__What you should do__.
Your task is to write out the lines from the line containing "Reviewer note: check that each instance of the dog's ear" through the last line of the material, exactly.

__Stored data__.
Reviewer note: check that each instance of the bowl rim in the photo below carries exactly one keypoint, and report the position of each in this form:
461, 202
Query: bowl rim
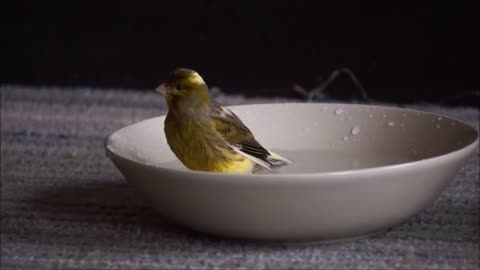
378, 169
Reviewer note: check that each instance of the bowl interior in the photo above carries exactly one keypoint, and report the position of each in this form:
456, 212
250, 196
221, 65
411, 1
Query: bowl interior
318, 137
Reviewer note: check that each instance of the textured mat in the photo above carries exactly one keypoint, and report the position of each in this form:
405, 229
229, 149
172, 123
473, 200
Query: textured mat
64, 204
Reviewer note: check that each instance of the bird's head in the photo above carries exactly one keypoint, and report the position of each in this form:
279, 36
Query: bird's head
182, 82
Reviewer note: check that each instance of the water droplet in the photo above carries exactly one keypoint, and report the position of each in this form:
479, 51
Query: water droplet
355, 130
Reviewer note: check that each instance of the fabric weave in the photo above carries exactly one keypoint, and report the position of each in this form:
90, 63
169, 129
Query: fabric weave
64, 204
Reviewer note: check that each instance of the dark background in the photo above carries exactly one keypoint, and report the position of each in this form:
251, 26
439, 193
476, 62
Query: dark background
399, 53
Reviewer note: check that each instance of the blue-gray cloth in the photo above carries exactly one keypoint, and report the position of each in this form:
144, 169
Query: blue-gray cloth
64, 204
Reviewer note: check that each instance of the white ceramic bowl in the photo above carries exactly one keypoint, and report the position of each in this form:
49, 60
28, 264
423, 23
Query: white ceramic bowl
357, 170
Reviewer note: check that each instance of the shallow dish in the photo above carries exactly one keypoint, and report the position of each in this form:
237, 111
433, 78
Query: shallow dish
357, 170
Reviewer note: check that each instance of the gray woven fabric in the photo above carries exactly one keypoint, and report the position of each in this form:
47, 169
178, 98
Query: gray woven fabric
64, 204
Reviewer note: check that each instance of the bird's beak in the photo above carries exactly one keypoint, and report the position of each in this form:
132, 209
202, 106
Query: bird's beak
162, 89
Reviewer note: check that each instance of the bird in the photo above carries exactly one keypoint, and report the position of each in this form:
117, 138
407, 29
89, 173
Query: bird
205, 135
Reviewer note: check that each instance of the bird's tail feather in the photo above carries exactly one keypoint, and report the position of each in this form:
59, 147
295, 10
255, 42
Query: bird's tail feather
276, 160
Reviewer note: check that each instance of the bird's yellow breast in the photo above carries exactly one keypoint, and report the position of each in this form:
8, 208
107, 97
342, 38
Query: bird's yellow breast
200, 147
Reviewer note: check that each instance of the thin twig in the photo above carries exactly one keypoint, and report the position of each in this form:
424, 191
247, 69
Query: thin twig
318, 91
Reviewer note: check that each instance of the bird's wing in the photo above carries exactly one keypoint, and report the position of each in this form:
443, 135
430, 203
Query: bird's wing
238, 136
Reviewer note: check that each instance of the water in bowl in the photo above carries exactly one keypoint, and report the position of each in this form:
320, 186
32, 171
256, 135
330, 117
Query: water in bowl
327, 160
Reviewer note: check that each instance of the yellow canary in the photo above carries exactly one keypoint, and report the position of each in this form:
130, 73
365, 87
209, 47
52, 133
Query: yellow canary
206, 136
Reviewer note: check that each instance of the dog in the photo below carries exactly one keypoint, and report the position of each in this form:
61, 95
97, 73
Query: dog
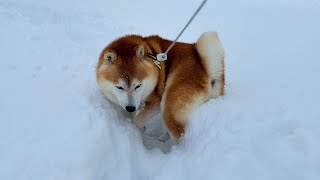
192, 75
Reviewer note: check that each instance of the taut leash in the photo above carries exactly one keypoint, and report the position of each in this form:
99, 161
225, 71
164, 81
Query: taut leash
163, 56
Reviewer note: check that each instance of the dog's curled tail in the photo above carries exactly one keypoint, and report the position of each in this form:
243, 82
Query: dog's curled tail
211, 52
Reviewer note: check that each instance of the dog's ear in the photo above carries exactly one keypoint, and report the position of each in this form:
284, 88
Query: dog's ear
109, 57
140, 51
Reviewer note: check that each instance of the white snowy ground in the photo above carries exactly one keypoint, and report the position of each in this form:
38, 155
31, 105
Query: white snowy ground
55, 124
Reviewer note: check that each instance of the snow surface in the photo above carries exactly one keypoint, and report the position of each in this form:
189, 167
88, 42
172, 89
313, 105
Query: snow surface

__Solution__.
Reviewer note: check that each instance of the dog's ear in the photo above carries exactly one keypoint, and report the position of each in this form:
284, 88
Query: dog's ear
109, 57
140, 51
Reviewer note: check that each instance of the white snowy ground in the photo above carries exactly one keypoint, and report the position of each in this form:
38, 155
31, 105
Query: white snowy ground
55, 124
Reviewer note: check that each instance of the snow surface in the photo above carries exactly one keypoint, and report the position of each in this form:
189, 167
88, 42
172, 89
313, 105
Query: snow surface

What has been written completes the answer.